EXTRACTED TEXT:
↓

Here’s a case submitted by a faithful reader by the name of Nick Mercer.
EMS is dispatched to “possible heart attack” in rural Montana.
On arrival they find a 78 year old female lying on the couch where her friends found her in the morning.
The patient is awake and oriented but not alert. Speech is clear and appropriate but sluggish. She states that she has been lying on the couch for less than 1 hour.
The paramedics determine that she is complaining of a headache.
From bystanders they learn the patient as a past medical history of CVA, CHF, and MI.
The patient is cool, pale and diaphoretic.
During a neuro exam paramedics discover right-sided facial palsy and left-sided arm drift.
The patient starts to vomit.
Because they are 50 minutes from the hospital, the paramedics call for aeromedical transport.

↑

[Source records]
↓

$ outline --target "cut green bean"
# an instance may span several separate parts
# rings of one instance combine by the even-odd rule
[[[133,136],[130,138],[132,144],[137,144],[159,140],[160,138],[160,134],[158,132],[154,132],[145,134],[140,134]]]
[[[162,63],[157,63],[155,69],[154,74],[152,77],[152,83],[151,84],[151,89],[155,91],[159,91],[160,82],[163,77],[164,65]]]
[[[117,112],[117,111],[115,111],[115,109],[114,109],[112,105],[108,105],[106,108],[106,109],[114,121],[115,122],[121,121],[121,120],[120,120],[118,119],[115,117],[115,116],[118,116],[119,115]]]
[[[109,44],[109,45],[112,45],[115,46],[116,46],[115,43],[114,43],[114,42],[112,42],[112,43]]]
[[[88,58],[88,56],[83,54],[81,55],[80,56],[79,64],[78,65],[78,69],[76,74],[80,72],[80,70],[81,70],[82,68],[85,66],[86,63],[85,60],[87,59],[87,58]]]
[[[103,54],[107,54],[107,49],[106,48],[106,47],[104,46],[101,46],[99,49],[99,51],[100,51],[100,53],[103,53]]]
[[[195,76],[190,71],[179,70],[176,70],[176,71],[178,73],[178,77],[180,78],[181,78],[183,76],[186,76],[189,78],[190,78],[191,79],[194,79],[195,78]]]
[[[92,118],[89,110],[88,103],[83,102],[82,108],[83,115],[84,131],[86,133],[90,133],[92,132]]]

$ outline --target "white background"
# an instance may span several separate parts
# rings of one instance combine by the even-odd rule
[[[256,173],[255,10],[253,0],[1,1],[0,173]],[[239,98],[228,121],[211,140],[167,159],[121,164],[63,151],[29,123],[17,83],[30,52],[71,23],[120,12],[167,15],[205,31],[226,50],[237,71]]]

↑

WHAT THIS EXERCISE ASKS:
• A. Please rewrite the paragraph of the EMS case that begins "The patient is awake and oriented" as a short list, keeping its main facts.
• B. Write the next part of the EMS case, picking up after the paramedics call for aeromedical transport.
The source records are separate material and not part of the EMS case text.

SOLVED PROBLEMS:
• A.
- Awake and oriented, but not alert
- Speech clear and appropriate, but sluggish
- Says she has been lying on the couch for less than 1 hour

• B.
The patient’s head appears to be atraumatic. She denies recent falls. She denies chest pain or shortness of breath.
Vital signs are assessed.
SpO2: 98 on oxygen via NRB @ 15 LPM
A 12-lead ECG is captured.
The patient is more lethargic by the time aeromedical transport arrives although the other neurological symptoms have resolved. She still looks acutely ill.
The patient has vomited a total of six times but stops after being treated with IV Zofran.
Repeat vital signs are assessed.
SpO2: 99 on oxygen via NRB @ 15 LPM
An additional 12-lead ECG is captured.
What is your impression of this patient?